## Текст документа
####################

КД: Книга, написанная мной, только одна — «Соседи». Третий год работаю над второй. А в общей сложности, наверное, штук десять. Что-то оказалось важнее для меня, что-то менее важным. Где-то я чувствую себя соавтором книги, где-то — скорее, иллюстратором. «Балладу о маленьком буксире», к которой я сделала картинки по тексту Иосифа Бродского, я как свою ощущаю. Одно стихотворение, но книга — большая, поэтому я ее воспринимаю как свою книгу. У меня не очень длинная карьера, я не очень плодовита, работаю медленно.
ВГ: Может, потому что ты делаешь много разных вещей?
КД: Я действительно много чем занимаюсь. Я главный редактор издательства А+А, я работаю в «Галеев-Галерее», и периодически у меня есть еще какие-то проекты.
ВГ: Как к тебе приходит заказ книги? Автор обращается к тебе?
КД: Заказы по-разному приходят. В Европе и Америке — через агента. Но так я сделала не так уж много книг. Больше всего я люблю то, что инициирую сама. В России люди просто знают меня и пишут. Для меня иллюстрация не главный источник дохода, я выбрала работать еще и на других работах. Наверное, я и не смогла бы зарабатывать только иллюстрацией, потому что по-настоящему иллюстраторы зарабатывают деньги, когда начинают работать с рекламой, с журналами, с какими-то не книжными заказами, которые мне никогда не были интересны. Я не способна к рисованию на быстрое реагирование и решила этому не учиться. Я имею счастливую возможность выбирать, что я делаю, и делаю только то, что хочу. Поэтому у меня получается делать по одной, максимум, две, книги в год. И я довольна. Конечно, хотелось бы больше, хотелось бы доделать свои проекты. Я очень люблю все свои работы, но, к сожалению, главная проблема заключается в том, что переключение с организаторской, менеджерской работы на рисование мне дается с трудом. Не то, что времени на рисование не хватает, не хватает как бы времени на это переключение.

####################

## Исходные записи

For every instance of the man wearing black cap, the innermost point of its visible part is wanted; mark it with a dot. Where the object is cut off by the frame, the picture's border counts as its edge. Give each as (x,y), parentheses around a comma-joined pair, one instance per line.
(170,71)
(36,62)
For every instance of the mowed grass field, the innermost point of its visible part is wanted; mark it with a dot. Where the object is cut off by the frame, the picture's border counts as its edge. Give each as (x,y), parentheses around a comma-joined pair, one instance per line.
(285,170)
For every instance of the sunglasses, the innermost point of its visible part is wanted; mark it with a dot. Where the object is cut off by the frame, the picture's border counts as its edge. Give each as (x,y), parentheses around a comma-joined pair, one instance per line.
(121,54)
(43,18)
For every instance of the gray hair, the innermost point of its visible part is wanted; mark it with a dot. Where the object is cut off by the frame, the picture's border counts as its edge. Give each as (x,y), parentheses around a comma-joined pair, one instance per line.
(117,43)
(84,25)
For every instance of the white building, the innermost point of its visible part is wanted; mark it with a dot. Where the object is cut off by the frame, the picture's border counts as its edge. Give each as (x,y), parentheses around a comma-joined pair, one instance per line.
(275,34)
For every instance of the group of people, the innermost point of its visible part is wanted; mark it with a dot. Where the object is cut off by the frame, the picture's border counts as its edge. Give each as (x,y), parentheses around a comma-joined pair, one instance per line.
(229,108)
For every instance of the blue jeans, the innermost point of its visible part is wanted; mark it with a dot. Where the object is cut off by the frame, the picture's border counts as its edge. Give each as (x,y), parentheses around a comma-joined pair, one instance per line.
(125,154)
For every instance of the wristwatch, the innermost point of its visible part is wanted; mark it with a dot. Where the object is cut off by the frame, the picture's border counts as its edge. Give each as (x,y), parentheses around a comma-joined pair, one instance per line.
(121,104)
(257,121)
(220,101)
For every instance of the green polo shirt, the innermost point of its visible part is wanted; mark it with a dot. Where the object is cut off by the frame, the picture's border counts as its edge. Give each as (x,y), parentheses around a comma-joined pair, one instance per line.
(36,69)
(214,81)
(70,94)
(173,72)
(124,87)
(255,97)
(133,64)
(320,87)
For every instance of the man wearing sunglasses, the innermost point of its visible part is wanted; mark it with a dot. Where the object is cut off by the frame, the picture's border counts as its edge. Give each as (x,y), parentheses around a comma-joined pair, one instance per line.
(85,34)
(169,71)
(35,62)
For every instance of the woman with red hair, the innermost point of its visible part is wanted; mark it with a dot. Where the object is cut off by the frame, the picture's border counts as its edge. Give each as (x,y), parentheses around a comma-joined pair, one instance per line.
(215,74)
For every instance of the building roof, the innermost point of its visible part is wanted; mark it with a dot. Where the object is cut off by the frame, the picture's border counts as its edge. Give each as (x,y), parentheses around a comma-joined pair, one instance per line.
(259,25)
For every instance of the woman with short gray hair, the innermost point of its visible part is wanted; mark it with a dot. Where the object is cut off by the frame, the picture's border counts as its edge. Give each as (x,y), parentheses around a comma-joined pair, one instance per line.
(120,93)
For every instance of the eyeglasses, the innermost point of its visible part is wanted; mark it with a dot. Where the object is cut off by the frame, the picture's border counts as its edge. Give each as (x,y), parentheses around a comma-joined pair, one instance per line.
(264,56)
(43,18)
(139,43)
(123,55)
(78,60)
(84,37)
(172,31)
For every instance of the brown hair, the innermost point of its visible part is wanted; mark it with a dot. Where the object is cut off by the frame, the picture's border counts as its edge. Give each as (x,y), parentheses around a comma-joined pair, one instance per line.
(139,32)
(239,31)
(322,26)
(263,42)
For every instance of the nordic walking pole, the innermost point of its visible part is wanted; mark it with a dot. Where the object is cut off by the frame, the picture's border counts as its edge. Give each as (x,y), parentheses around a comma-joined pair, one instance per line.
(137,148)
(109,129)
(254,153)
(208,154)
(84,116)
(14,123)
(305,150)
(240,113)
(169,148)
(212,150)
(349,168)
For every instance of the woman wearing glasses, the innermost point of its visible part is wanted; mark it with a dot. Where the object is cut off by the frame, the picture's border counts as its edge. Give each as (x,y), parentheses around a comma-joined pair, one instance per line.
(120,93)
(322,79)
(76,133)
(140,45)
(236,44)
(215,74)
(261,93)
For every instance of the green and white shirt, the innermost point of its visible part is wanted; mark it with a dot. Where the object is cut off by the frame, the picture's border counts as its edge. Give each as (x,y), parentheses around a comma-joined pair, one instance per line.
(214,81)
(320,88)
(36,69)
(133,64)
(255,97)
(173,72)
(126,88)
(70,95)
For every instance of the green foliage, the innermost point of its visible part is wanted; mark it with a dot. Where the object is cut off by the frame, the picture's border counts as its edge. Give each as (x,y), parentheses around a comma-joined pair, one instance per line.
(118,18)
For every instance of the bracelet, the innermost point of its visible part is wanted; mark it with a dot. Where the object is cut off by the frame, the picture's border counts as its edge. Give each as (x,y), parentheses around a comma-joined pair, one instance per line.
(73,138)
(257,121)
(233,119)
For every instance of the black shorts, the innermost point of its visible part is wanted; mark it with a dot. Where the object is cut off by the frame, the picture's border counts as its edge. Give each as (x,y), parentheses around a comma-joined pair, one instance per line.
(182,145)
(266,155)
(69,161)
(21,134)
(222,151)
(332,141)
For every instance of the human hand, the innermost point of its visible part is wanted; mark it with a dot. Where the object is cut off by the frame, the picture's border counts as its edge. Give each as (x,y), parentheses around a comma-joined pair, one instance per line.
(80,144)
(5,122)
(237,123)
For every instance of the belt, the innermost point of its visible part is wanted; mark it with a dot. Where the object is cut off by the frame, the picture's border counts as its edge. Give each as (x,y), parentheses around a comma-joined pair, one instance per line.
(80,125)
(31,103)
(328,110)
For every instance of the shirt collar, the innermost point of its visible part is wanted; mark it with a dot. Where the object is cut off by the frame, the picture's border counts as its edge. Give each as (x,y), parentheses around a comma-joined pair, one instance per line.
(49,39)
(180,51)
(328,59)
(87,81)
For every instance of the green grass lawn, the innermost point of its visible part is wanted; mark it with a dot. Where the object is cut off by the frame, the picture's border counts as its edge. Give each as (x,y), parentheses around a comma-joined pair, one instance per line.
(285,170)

####################

## Обязательные задания
A - Какую должность КД занимает в издательстве А+А, согласно интервью?
B - Перепишите фрагмент интервью без изменений: начните с места, где стоят слова «КД: Книга, написанная», и остановитесь после слов «много разных вещей?».

## Ответы по порядку
A - Главный редактор.

B -
КД: Книга, написанная мной, только одна — «Соседи». Третий год работаю над второй. А в общей сложности, наверное, штук десять. Что-то оказалось важнее для меня, что-то менее важным. Где-то я чувствую себя соавтором книги, где-то — скорее, иллюстратором. «Балладу о маленьком буксире», к которой я сделала картинки по тексту Иосифа Бродского, я как свою ощущаю. Одно стихотворение, но книга — большая, поэтому я ее воспринимаю как свою книгу. У меня не очень длинная карьера, я не очень плодовита, работаю медленно.
ВГ: Может, потому что ты делаешь много разных вещей?